* [Work required]: Pull out every line of the records below that contains the string "countertop", matching case exactly.

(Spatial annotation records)
• • • • •
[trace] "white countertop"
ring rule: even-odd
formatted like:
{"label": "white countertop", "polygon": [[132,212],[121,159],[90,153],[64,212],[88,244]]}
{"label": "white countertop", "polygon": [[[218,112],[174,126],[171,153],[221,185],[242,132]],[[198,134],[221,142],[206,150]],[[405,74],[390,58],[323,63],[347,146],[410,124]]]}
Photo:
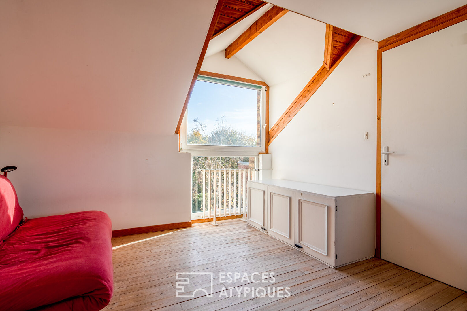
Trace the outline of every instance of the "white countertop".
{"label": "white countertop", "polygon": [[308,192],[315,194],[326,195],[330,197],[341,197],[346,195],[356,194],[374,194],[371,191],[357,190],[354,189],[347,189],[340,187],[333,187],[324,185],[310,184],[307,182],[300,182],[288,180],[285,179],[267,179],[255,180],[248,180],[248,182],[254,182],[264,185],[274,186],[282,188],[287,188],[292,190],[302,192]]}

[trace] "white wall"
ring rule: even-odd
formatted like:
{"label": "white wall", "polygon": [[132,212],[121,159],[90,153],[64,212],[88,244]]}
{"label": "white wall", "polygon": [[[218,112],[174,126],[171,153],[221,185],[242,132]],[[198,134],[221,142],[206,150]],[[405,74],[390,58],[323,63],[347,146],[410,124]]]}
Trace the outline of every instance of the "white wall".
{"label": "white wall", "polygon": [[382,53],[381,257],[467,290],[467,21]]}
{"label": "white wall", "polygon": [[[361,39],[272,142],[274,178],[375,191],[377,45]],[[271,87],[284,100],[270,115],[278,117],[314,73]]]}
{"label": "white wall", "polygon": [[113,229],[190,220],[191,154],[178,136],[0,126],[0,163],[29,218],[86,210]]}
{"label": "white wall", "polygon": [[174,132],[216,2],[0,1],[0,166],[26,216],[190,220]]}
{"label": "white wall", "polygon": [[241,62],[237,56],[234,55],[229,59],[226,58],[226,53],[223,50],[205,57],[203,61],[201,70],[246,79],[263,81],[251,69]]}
• • • • •
* [Response to this exercise]:
[trace] "white countertop"
{"label": "white countertop", "polygon": [[132,212],[121,159],[90,153],[64,212],[88,244]]}
{"label": "white countertop", "polygon": [[[218,112],[174,126],[171,153],[221,185],[242,132]],[[198,134],[221,142],[206,150]],[[405,74],[390,58],[323,63],[347,146],[410,124]]]}
Trace the outline of every instance of the "white countertop".
{"label": "white countertop", "polygon": [[308,192],[315,194],[326,195],[330,197],[341,197],[346,195],[356,194],[374,194],[371,191],[357,190],[354,189],[347,189],[340,187],[333,187],[324,185],[310,184],[307,182],[300,182],[288,180],[285,179],[267,179],[255,180],[248,180],[248,182],[254,182],[264,185],[274,186],[282,188],[287,188],[292,190],[302,192]]}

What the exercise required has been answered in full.